**Exercise**
Below are the records; count how many of their lines hold the string "sample" and give the number alone.

**Records for this task**
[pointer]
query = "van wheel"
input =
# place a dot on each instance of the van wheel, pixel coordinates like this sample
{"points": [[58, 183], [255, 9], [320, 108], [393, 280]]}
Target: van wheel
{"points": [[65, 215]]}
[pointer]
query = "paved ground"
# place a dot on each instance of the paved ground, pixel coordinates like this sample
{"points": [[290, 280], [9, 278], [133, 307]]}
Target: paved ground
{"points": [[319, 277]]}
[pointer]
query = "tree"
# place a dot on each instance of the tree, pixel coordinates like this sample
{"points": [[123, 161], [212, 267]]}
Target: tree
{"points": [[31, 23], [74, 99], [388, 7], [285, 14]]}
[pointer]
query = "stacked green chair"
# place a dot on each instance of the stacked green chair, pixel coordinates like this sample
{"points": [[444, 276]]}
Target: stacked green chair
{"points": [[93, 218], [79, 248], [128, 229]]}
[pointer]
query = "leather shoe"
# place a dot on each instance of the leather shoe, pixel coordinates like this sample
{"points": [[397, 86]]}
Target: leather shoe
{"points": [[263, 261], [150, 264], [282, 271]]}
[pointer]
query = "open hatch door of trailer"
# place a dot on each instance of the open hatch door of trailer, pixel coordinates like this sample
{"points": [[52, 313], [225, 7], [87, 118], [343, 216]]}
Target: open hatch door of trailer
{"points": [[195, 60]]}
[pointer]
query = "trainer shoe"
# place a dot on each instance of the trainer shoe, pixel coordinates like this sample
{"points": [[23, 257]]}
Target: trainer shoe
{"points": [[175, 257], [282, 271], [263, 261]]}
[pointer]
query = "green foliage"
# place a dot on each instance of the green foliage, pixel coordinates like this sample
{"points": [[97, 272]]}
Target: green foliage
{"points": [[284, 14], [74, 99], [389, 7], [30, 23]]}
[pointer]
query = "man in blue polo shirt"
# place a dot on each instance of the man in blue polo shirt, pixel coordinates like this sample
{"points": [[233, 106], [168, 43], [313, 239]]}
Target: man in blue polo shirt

**Written solution**
9